• Exercise task: Please pull out every line in the material below that contains the string "high" and copy each one unchanged.

• Exercise input:
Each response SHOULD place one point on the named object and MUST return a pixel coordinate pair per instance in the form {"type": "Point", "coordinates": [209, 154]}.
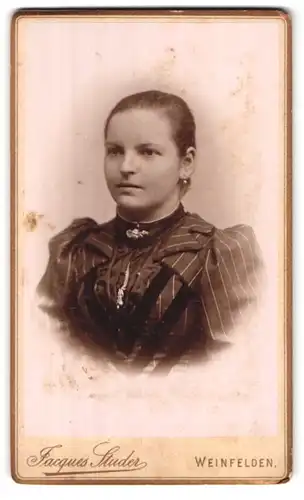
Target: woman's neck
{"type": "Point", "coordinates": [148, 218]}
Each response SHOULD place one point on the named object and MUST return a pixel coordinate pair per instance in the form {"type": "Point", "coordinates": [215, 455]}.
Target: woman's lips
{"type": "Point", "coordinates": [128, 186]}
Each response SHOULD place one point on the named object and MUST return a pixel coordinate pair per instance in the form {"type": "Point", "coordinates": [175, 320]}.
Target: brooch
{"type": "Point", "coordinates": [136, 233]}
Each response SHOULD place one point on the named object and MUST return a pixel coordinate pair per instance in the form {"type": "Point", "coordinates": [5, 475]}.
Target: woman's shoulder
{"type": "Point", "coordinates": [236, 232]}
{"type": "Point", "coordinates": [236, 241]}
{"type": "Point", "coordinates": [77, 231]}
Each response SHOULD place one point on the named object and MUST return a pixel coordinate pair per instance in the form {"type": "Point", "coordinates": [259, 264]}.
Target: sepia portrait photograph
{"type": "Point", "coordinates": [151, 239]}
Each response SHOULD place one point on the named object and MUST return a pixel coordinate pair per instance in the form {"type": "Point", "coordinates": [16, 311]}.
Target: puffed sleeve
{"type": "Point", "coordinates": [231, 279]}
{"type": "Point", "coordinates": [60, 271]}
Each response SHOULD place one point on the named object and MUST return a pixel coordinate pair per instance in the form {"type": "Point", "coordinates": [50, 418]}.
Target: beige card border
{"type": "Point", "coordinates": [250, 14]}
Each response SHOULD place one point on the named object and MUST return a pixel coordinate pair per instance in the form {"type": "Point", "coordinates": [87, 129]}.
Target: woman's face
{"type": "Point", "coordinates": [142, 163]}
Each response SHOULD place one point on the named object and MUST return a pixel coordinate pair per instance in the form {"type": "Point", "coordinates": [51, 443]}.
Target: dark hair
{"type": "Point", "coordinates": [176, 109]}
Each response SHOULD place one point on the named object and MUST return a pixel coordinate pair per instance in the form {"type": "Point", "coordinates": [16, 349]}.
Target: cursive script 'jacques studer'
{"type": "Point", "coordinates": [102, 459]}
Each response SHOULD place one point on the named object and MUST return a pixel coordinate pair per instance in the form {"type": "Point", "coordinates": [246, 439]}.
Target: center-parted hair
{"type": "Point", "coordinates": [174, 107]}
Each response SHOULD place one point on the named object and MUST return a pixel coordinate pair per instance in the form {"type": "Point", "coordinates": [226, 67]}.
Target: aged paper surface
{"type": "Point", "coordinates": [225, 420]}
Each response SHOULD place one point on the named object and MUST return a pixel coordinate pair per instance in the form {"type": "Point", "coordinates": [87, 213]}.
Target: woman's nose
{"type": "Point", "coordinates": [128, 165]}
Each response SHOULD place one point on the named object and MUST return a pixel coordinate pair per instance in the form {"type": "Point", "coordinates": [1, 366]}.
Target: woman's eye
{"type": "Point", "coordinates": [149, 152]}
{"type": "Point", "coordinates": [114, 151]}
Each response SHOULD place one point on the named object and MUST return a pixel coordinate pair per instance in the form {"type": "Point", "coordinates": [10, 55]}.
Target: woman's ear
{"type": "Point", "coordinates": [188, 164]}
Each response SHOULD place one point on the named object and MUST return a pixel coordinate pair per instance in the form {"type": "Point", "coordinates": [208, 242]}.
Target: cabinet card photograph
{"type": "Point", "coordinates": [151, 246]}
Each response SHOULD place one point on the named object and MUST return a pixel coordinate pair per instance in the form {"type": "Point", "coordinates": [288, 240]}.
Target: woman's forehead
{"type": "Point", "coordinates": [140, 126]}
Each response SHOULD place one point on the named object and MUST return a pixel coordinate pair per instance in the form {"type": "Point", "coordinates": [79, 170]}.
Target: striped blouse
{"type": "Point", "coordinates": [151, 294]}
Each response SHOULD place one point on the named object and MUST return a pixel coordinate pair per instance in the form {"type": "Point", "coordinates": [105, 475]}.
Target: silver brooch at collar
{"type": "Point", "coordinates": [136, 233]}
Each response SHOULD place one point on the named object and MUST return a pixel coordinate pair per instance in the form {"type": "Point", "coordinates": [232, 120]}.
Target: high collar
{"type": "Point", "coordinates": [144, 233]}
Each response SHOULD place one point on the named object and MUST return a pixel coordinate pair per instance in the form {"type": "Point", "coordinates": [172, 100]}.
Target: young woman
{"type": "Point", "coordinates": [156, 285]}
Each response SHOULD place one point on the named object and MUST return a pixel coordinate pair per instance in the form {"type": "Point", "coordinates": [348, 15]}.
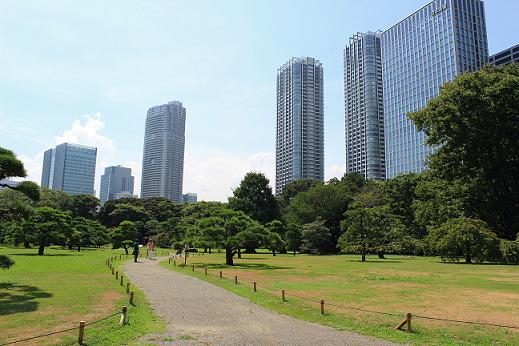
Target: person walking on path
{"type": "Point", "coordinates": [135, 250]}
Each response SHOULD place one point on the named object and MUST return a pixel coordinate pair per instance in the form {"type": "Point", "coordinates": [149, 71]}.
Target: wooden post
{"type": "Point", "coordinates": [122, 322]}
{"type": "Point", "coordinates": [81, 337]}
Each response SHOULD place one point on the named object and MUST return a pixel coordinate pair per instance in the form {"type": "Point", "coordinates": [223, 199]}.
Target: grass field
{"type": "Point", "coordinates": [421, 286]}
{"type": "Point", "coordinates": [42, 294]}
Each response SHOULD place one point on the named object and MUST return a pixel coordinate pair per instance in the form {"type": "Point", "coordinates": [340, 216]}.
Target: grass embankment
{"type": "Point", "coordinates": [42, 294]}
{"type": "Point", "coordinates": [419, 285]}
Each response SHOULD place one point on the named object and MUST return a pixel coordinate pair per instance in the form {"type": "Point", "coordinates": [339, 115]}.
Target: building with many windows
{"type": "Point", "coordinates": [69, 168]}
{"type": "Point", "coordinates": [506, 56]}
{"type": "Point", "coordinates": [300, 121]}
{"type": "Point", "coordinates": [190, 197]}
{"type": "Point", "coordinates": [419, 54]}
{"type": "Point", "coordinates": [163, 157]}
{"type": "Point", "coordinates": [116, 181]}
{"type": "Point", "coordinates": [363, 106]}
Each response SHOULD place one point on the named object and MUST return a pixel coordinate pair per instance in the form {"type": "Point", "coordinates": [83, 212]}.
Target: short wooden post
{"type": "Point", "coordinates": [81, 337]}
{"type": "Point", "coordinates": [122, 322]}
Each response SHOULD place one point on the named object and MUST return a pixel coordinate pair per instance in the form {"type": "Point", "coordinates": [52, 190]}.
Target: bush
{"type": "Point", "coordinates": [510, 251]}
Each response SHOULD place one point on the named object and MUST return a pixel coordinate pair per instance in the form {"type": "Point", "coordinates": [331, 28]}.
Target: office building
{"type": "Point", "coordinates": [506, 56]}
{"type": "Point", "coordinates": [419, 54]}
{"type": "Point", "coordinates": [363, 106]}
{"type": "Point", "coordinates": [163, 157]}
{"type": "Point", "coordinates": [69, 168]}
{"type": "Point", "coordinates": [300, 122]}
{"type": "Point", "coordinates": [190, 197]}
{"type": "Point", "coordinates": [116, 181]}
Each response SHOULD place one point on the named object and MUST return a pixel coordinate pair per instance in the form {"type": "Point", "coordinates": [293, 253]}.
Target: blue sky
{"type": "Point", "coordinates": [87, 71]}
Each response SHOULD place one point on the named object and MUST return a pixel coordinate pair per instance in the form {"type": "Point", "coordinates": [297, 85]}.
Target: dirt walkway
{"type": "Point", "coordinates": [200, 313]}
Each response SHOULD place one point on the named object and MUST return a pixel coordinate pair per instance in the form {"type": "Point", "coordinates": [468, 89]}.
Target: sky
{"type": "Point", "coordinates": [87, 71]}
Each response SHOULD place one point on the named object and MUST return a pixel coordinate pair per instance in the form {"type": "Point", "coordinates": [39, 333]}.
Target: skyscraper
{"type": "Point", "coordinates": [363, 106]}
{"type": "Point", "coordinates": [506, 56]}
{"type": "Point", "coordinates": [163, 157]}
{"type": "Point", "coordinates": [116, 181]}
{"type": "Point", "coordinates": [419, 54]}
{"type": "Point", "coordinates": [300, 122]}
{"type": "Point", "coordinates": [69, 168]}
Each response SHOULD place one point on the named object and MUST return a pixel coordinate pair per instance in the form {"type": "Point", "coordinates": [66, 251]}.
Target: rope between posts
{"type": "Point", "coordinates": [382, 312]}
{"type": "Point", "coordinates": [58, 332]}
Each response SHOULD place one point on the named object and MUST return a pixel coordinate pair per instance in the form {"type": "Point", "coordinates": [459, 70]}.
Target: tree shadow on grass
{"type": "Point", "coordinates": [16, 298]}
{"type": "Point", "coordinates": [251, 266]}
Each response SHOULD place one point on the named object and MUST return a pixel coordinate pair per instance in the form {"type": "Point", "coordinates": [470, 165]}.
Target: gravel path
{"type": "Point", "coordinates": [206, 314]}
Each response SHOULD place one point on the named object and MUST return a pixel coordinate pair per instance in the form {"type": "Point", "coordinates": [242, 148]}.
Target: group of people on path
{"type": "Point", "coordinates": [150, 249]}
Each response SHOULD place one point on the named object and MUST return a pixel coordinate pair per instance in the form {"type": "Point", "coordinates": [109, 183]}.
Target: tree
{"type": "Point", "coordinates": [292, 189]}
{"type": "Point", "coordinates": [6, 262]}
{"type": "Point", "coordinates": [475, 121]}
{"type": "Point", "coordinates": [84, 205]}
{"type": "Point", "coordinates": [124, 235]}
{"type": "Point", "coordinates": [254, 197]}
{"type": "Point", "coordinates": [464, 237]}
{"type": "Point", "coordinates": [47, 226]}
{"type": "Point", "coordinates": [10, 166]}
{"type": "Point", "coordinates": [275, 243]}
{"type": "Point", "coordinates": [293, 237]}
{"type": "Point", "coordinates": [316, 238]}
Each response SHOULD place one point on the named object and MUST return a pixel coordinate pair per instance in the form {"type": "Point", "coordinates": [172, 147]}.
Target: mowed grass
{"type": "Point", "coordinates": [43, 294]}
{"type": "Point", "coordinates": [419, 285]}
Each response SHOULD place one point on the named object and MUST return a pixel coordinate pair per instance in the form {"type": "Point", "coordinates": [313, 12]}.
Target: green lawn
{"type": "Point", "coordinates": [419, 285]}
{"type": "Point", "coordinates": [42, 294]}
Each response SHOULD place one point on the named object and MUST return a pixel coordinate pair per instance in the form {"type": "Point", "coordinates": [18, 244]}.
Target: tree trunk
{"type": "Point", "coordinates": [228, 257]}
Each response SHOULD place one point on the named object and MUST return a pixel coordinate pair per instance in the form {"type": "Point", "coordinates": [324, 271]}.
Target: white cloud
{"type": "Point", "coordinates": [213, 175]}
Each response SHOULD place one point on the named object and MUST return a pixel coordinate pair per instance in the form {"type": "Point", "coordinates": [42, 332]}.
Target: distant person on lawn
{"type": "Point", "coordinates": [135, 250]}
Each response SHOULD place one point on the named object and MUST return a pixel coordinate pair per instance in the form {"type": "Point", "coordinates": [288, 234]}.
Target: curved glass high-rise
{"type": "Point", "coordinates": [163, 156]}
{"type": "Point", "coordinates": [300, 122]}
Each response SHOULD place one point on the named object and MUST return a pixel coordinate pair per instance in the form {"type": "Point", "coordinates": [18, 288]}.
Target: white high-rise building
{"type": "Point", "coordinates": [163, 157]}
{"type": "Point", "coordinates": [300, 122]}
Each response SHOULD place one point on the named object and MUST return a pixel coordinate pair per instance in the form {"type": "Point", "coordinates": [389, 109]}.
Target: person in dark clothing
{"type": "Point", "coordinates": [135, 250]}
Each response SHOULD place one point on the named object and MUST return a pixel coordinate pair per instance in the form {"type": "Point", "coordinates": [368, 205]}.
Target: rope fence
{"type": "Point", "coordinates": [406, 322]}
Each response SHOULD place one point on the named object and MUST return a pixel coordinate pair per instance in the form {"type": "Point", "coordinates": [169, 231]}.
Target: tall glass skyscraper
{"type": "Point", "coordinates": [363, 106]}
{"type": "Point", "coordinates": [300, 122]}
{"type": "Point", "coordinates": [419, 54]}
{"type": "Point", "coordinates": [163, 157]}
{"type": "Point", "coordinates": [69, 168]}
{"type": "Point", "coordinates": [116, 181]}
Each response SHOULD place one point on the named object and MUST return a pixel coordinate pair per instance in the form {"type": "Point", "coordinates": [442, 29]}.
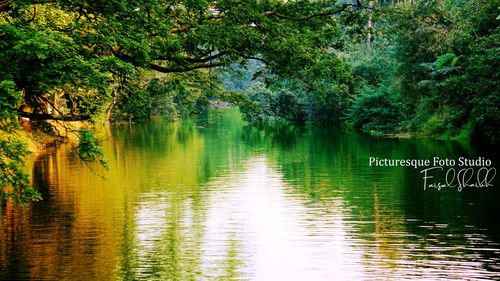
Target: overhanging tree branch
{"type": "Point", "coordinates": [45, 116]}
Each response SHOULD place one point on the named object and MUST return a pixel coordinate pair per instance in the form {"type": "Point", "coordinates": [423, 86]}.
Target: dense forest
{"type": "Point", "coordinates": [386, 67]}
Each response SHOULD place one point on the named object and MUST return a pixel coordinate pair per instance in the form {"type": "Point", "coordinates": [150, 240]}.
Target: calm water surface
{"type": "Point", "coordinates": [214, 199]}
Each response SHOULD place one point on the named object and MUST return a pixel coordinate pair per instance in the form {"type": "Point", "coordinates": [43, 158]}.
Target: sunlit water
{"type": "Point", "coordinates": [214, 199]}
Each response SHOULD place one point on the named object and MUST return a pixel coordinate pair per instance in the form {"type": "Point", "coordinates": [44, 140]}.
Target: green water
{"type": "Point", "coordinates": [215, 199]}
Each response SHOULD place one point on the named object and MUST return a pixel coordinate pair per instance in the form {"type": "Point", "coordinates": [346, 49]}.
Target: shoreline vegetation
{"type": "Point", "coordinates": [388, 68]}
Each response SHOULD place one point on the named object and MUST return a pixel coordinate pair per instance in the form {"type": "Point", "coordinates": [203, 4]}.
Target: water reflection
{"type": "Point", "coordinates": [218, 200]}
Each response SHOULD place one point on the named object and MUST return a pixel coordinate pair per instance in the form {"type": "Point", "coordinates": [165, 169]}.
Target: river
{"type": "Point", "coordinates": [216, 199]}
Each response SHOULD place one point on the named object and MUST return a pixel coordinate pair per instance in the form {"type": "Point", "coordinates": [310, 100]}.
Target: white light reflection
{"type": "Point", "coordinates": [275, 231]}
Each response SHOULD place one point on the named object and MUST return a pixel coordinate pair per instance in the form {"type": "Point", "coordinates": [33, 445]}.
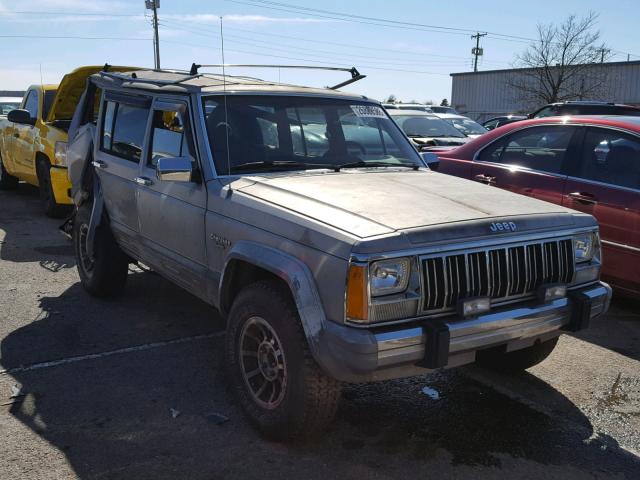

• Answer to this exercise:
Target: high collar
Target: curved glass high-rise
Target: white high-rise building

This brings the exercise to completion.